Lunes 26 de septiembre de 2022
El 4 de septiembre Chile vivió uno de los días más importantes de su historia contemporánea, con la realización del plebiscito que definía la aprobación de una nueva Constitución para el país. Adicionalmente, en la ocasión la población juzgaba el trabajo de la Convención y realizaba una primera evaluación del gobierno del presidente Gabriel Boric, a solo seis meses de su llegada a La Moneda.
Los resultados no solo fueron claros, sino también lapidarios. Si el triunfo del Rechazo era previsible, en buena medida porque así lo mostraban numerosas encuestas, que desde abril anunciaban una clara tendencia en la opinión pública, no ocurre lo mismo con la enorme distancia entre el Apruebo y el Rechazo, que llegó a casi 25 puntos.
Para determinar el camino a seguir después del 4 de septiembre –en lo que se advierte precipitación, voluntarismo y falta de reflexión– conviene realizar un buen análisis de la época que ha vivido Chile en los últimos años, de la revolución de octubre y del proceso constituyente. También es necesario comprender que dentro de este camino han existido cambios en diferentes direcciones, que exigen dejar de lado cualquier análisis simplista y, por ende, que puedan llevar a soluciones inconducentes.
A modo de ejemplo podemos analizar algunas variaciones y contradicciones en el camino. El 18 de octubre fue una reacción violenta, pero también masiva, contra la clase política, los 30 años y luego la Constitución vigente. El Presidente de la República y el Congreso Nacional prácticamente quedaron anulados o dejaron de ejercer muchas de sus facultades, en medio de un desprestigio pocas veces visto. Rápidamente la revolución devino en constituyente, como una especie de promesa de un futuro mejor que, en buena medida, fue aceptada de esa manera por la ciudadanía.
Así se explica no solo el apoyo inmenso que tuvo la opción de cambiar la carta fundamental en el plebiscito de entrada, sino también la conformación del órgano inédito llamado Convención constituyente, elegido por el pueblo, paritario y que integraba a los pueblos originarios, como enfatizaban sus partidarios para relevar su valor. Esta instancia se comprendió a sí misma no simplemente como la redactora de una nueva carta, sino como un poder constituyente originario, una Convención encargada de refundar Chile, de dar inicio a una nueva etapa histórica y de marcar un quiebre decisivo respecto del pasado próximo y remoto, con un sello mesiánico indudable.
¿Qué ocurrió con el paso del tiempo? La marea fue cambiando, también el ánimo de la opinión pública, mientras el trabajo de la Convención se podía evaluar no por lo que tenía de promesa, sino por la realidad, siempre más áspera, difícil y contradictoria que la utopía.

• **Datos proporcionados**
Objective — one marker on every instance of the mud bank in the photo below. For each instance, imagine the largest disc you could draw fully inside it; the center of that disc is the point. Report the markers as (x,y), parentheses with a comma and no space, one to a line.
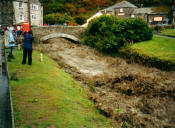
(143,97)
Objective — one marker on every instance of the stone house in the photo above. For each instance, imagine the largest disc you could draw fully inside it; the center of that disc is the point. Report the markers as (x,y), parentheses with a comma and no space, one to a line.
(16,11)
(6,12)
(21,12)
(126,9)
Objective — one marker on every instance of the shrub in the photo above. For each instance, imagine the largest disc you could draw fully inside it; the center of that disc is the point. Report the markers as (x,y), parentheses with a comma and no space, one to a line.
(58,18)
(107,33)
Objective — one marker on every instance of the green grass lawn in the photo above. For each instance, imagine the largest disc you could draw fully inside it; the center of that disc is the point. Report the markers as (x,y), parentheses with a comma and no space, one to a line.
(159,47)
(46,97)
(170,32)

• **Consignas**
A - Indica si cada afirmación concuerda con el texto sobre el plebiscito chileno y cita textualmente las palabras que lo determinan: (i) numerosas encuestas hacían previsible el triunfo del Rechazo; (ii) la diferencia entre el Apruebo y el Rechazo superó los 30 puntos; (iii) el plebiscito se celebró un año después de la llegada de Gabriel Boric a La Moneda.
B - Según el texto sobre el plebiscito chileno, ¿qué explica el enorme apoyo a la opción de cambiar la carta fundamental en el plebiscito de entrada? Responde en una a tres oraciones.
C - Retoma el texto sobre el plebiscito chileno justo después de su última oración y continúalo.

• **Respuestas escritas**
A -
(i) Sí: «Si el triunfo del Rechazo era previsible, en buena medida porque así lo mostraban numerosas encuestas».
(ii) No: «que llegó a casi 25 puntos».
(iii) No: «a solo seis meses de su llegada a La Moneda».

B - La revolución se transformó rápidamente en un proceso constituyente, presentado como una promesa de un futuro mejor. En buena medida, la ciudadanía lo aceptó de esa manera.

C -
El resultado, a solo unos meses o años, es claro: el plebiscito de salida rechazó ampliamente la propuesta de constitución de la Convención, esta instancia perdió prestigio en la ciudadanía y la generación popular, paritaria y originaria del órgano no fue suficiente para interpretar lo que efectivamente quería el pueblo chileno, que rechazó con la mayor votación de la historia la propuesta constitucional.
A esto se suman dos aspectos fundamentales, relacionados con el gobierno de Gabriel Boric y la situación económica y social de Chile en la actualidad. En buena medida, el líder de la izquierda chilena fue el hombre adecuado para el momento revolucionario: joven, irreverente, sin un curriculum “ensuciado” por la Concertación o los gobiernos de centroderecha, representante de los movimientos sociales y promotor de las transformaciones estructurales que requería el país, “cuna del neoliberalismo”, que sería también su tumba, según las desafiantes palabras del joven e invencible candidato. Su triunfo en diciembre de 2021 fue histórico y épico, como lo fue su llegada a La Moneda en marzo de 2022. Hasta ahí todo bien.
El problema se produjo a las pocas semanas de estar en “la casa donde tanto se sufre”, cuando debió enfrentar el fracaso de su diseño ministerial, una sostenida baja en las encuestas y los variados problemas propios del ejercicio del poder, que no era tan simple como se predecía y gritaba desde la oposición y la calle. La coronación de esta decadencia se produjo con la derrota del 4 de septiembre.
Por último, la situación económica y social de Chile adquiere una relevancia central. “No son 30 pesos, son 30 años”, fue un eslogan que se instaló en los efervescentes días de la revolución de octubre. Adicionalmente, representan una máxima que –prescindiendo de intereses electorales o políticos que a veces la ocultan– forma parte de la comprensión histórica del Frente Amplio y el Partido Comunista, de muchos ministros y funcionarios de gobierno, como aparece en numerosos textos, discursos, salidas de libreto o análisis de ocasión.
Esta tesis sostiene, en breve síntesis, que hubo 30 años de “democracia” en los cuales, por lo general, la Concertación y la clase política chilena siguieron en lo esencial el modelo económico de Pinochet, profundizaron las desigualdades y los problemas sociales. En el orden institucional, siguió rigiendo una constitución ilegítima, nacida en dictadura. Por lo tanto, el país requería y demandaba un cambio real, como había quedado claro tras el 18 de octubre.
Sin duda, es una interpretación posible –muy discutible, por cierto– pero que se ha asentado en un sector relevante de los sectores dirigentes, incluso del sector autoflagelante de la ex Concertación, y también en los votantes de izquierda y algunos grupos sociales.
Sin embargo, tras medio año de gobierno del Frente Amplio y el Partido Comunista –más la coalición del socialismo democrático–, es posible comenzar a evaluar las cosas con mayor serenidad y perspectiva. Ya no solo es posible analizar las administraciones de Patricio Aylwin, Eduardo Frei Ruiz-Tagle, Ricardo Lagos, Michille Bachelet (I y II) y Sebastián Piñera (I y II), con sus logros y limitaciones.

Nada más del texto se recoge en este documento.